EXCERPT TO READ
On December 22, Georgia repealed the law under which Worcester and Butler were imprisoned, allowing them to petition for a pardon without having to take an oath to leave the state of Georgia or Cherokee land. On January 8, 1833, the missionaries petitioned for their pardon, but it did not contain an admission they had broken state law, and Lumpkin believed its wording was insulting to the state of Georgia. Representatives for both sides negotiated for a new letter to be drafted by the missionaries, which was delivered to Lumpkin the following day. In the final letter, Worcester and Butler appealed to the "magnanimity of the State" of Georgia to end their prison sentences. On January 14, Lumpkin issued a general proclamation, not a formal pardon. Worcester and Butler were freed from prison.

Two days later, on January 16, President Andrew Jackson sent a message to Congress requesting the military power to put down the South Carolina insurrection. This request would be granted in the form of the Force Bill. Worcester and Butler were criticized by supporters of the Nullification effort, accusing them of aiding Jackson's effort to inaugurate war against South Carolina.

Referring-expression pointing data:

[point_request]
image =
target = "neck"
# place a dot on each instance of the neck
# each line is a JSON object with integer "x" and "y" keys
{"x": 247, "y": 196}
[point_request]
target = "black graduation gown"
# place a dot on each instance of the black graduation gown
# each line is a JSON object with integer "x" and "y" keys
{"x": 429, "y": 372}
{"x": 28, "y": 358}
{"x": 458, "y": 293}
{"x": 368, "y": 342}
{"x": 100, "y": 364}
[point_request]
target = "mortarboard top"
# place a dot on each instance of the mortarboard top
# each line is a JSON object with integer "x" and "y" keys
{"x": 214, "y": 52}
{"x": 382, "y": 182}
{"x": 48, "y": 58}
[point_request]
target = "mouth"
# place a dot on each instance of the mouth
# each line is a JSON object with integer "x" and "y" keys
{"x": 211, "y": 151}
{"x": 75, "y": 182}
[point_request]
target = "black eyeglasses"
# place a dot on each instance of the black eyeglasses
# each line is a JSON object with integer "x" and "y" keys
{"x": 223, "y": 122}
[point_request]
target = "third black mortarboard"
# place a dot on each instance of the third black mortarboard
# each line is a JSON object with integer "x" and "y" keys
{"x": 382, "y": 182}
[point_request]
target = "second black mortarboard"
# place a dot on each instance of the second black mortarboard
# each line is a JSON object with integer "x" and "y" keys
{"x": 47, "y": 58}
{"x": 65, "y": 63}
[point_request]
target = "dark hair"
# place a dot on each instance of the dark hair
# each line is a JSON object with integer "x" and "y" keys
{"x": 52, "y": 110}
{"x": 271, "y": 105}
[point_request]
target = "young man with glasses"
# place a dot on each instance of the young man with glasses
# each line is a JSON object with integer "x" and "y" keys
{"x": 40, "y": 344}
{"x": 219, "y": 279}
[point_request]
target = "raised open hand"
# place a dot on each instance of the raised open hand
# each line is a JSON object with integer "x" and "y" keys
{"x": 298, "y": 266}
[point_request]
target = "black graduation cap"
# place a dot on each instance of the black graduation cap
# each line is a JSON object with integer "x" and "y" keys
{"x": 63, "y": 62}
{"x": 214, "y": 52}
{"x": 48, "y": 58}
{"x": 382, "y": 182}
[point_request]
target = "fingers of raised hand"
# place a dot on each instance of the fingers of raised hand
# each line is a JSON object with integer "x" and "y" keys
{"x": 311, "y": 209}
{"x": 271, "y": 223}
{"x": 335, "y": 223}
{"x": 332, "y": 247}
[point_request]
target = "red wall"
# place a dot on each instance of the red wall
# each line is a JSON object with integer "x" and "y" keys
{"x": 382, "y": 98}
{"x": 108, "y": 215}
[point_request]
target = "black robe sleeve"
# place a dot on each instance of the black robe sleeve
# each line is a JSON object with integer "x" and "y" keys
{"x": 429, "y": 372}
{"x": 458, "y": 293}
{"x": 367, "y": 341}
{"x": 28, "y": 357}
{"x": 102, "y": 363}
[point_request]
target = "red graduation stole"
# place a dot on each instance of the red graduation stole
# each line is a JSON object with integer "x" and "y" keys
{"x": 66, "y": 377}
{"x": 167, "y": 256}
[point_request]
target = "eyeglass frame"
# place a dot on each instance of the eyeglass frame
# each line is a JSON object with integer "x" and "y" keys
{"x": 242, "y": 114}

WHAT THE TASK ASKS
Reproduce word for word the part of the passage on Worcester and Butler's release that begins at "Two days later, on" and stops after "against South Carolina.".

WRITTEN RESPONSE
Two days later, on January 16, President Andrew Jackson sent a message to Congress requesting the military power to put down the South Carolina insurrection. This request would be granted in the form of the Force Bill. Worcester and Butler were criticized by supporters of the Nullification effort, accusing them of aiding Jackson's effort to inaugurate war against South Carolina.